> **DESCRIPTION OF THE TASK**:
Look for "picket" in the listing below. Gather each line that contains it.

> **DATASET RECORDS**:
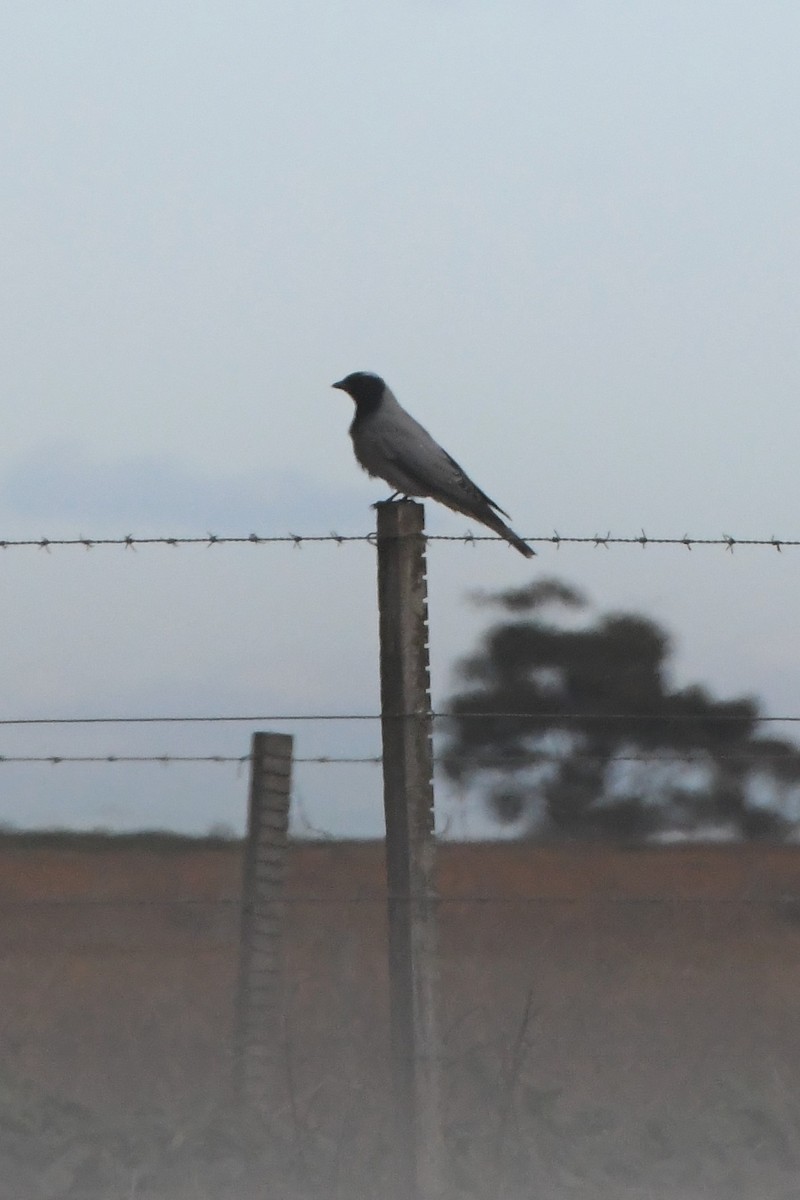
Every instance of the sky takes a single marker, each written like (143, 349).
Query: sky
(566, 235)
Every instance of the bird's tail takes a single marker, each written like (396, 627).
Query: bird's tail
(506, 532)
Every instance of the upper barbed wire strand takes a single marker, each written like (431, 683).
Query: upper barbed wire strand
(555, 539)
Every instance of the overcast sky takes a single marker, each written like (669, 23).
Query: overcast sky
(566, 234)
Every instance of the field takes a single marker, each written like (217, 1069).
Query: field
(615, 1024)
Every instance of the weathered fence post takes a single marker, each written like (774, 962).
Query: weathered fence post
(259, 1025)
(408, 802)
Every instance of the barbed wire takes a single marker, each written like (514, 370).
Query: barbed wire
(130, 541)
(434, 714)
(55, 760)
(691, 757)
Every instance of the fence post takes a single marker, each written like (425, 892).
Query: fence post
(408, 803)
(259, 1026)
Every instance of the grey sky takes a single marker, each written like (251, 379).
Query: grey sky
(567, 237)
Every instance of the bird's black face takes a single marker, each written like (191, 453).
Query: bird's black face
(364, 387)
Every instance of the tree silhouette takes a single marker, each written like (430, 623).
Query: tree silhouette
(581, 735)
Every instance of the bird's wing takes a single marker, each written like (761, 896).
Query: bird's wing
(411, 449)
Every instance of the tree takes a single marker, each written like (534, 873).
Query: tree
(572, 729)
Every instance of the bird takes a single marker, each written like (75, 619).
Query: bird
(390, 444)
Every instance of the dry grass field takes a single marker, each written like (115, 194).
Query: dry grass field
(615, 1024)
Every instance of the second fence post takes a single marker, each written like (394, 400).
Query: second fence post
(408, 802)
(259, 1008)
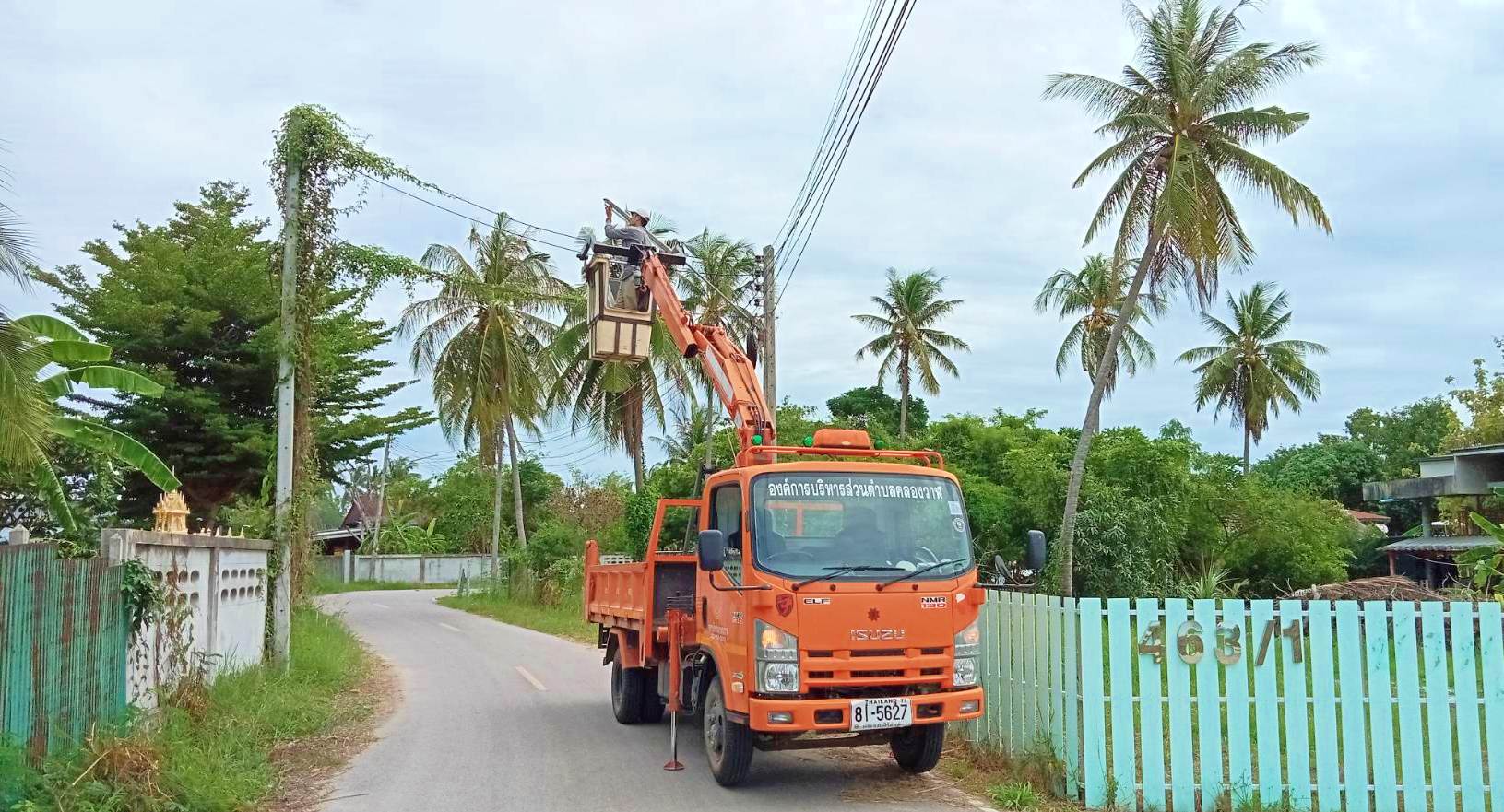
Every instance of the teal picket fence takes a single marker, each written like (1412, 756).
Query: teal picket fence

> **SOLUTION FOR THIS TASK**:
Every instance of the teal picket fence takes a single marker, each written like (1412, 756).
Query: teal picket fence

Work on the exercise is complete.